◆ MATERIALS PROVIDED ◆
>>>

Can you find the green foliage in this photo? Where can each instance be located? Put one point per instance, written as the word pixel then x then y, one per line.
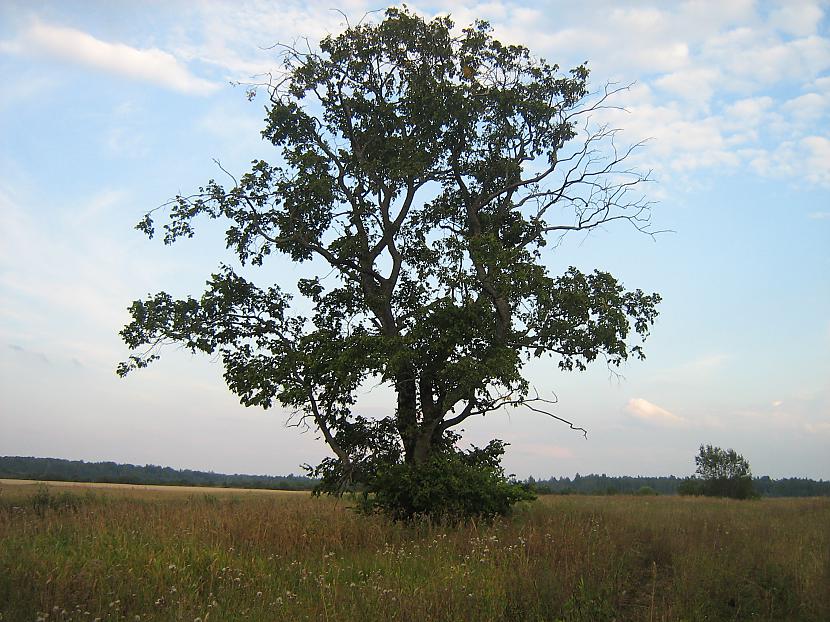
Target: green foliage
pixel 450 486
pixel 56 469
pixel 423 171
pixel 691 486
pixel 720 473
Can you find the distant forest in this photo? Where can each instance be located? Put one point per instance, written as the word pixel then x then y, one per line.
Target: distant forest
pixel 56 469
pixel 625 484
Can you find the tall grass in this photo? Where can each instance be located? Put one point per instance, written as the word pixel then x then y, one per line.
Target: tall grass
pixel 116 556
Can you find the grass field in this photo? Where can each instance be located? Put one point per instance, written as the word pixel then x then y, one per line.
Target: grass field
pixel 132 553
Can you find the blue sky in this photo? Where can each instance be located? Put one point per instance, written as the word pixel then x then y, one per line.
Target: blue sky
pixel 108 109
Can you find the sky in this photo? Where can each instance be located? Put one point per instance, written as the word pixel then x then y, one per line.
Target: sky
pixel 108 109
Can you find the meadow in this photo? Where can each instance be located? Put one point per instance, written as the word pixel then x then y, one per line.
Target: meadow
pixel 149 553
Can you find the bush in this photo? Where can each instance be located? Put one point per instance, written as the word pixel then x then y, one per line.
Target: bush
pixel 451 486
pixel 691 486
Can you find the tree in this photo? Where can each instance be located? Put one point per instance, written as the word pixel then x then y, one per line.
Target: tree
pixel 421 173
pixel 719 473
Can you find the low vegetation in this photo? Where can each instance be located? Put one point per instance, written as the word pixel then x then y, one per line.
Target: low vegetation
pixel 177 555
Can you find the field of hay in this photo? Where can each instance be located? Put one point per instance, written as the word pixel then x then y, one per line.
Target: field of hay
pixel 125 553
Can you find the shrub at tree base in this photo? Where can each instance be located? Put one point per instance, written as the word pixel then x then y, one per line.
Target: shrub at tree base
pixel 452 486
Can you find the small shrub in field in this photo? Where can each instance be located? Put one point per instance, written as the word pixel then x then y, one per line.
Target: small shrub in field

<<<

Reproduce all of the data above exactly, line for line, and leave out any pictures.

Can you find the green foliage in this photo? Where can each instance be located? Put one point per instance, written as the word pixel then x then y, one per line.
Target: green foliage
pixel 450 486
pixel 56 469
pixel 423 171
pixel 691 486
pixel 720 473
Can you find the distant forest in this photo? Where can each instance be located? Put one point per instance, written as the word pixel then x then y, one per line.
Target: distant forest
pixel 56 469
pixel 625 484
Can you find the tall grass in this photo? Where can each instance be located? Put one point per instance, written as the word pixel then x then y, one per line.
Target: tall grass
pixel 116 556
Can you find the grass field in this photo? Where can each instance be located? Put one point per instance, written as the word pixel then x then y, one per line.
Target: grass field
pixel 132 553
Can you find the blue sky in this photo? Where can each instance be located? Put one point per instance, written as the word pixel then x then y, one per line.
Target: blue sky
pixel 108 109
Can you find the sky in this photo? Where can each instance be located? Put one point per instance, written as the word pixel then x then y, one per line.
Target: sky
pixel 108 109
Can you find the meadow in this photo? Where can each instance be located? Put one point per instance, written as the word pixel then x then y, one per line.
Target: meadow
pixel 149 553
Can you find the bush in this photo? Where can each instance be located? Put one point per instance, written as the word pixel then x then y, one per line.
Target: bush
pixel 451 486
pixel 691 486
Can you find the tree in this photo? Where can each instance be located? Put one point per instance, written as the word pixel then x then y, one per line.
Target: tree
pixel 421 173
pixel 719 473
Can you find the low vegetation in this photo? Where can each instance be located? Put one point per instance, written as the word pixel then x then y, one per line.
Target: low vegetation
pixel 177 555
Can you find the field of hay in this photo? Where can each instance be located? Put one point per instance, written as the word pixel then x then y, one per line.
Target: field of hay
pixel 125 553
Can you find the shrub at tree base in this photo? Where can each instance be located? Put one point per instance, written as the word pixel then x then y, one per line.
Target: shrub at tree base
pixel 452 486
Can you find the small shrub in field in this photo? Where can each instance be located? Put one point per instance, written as the word pixel then x then y, one per line.
Target: small shrub in field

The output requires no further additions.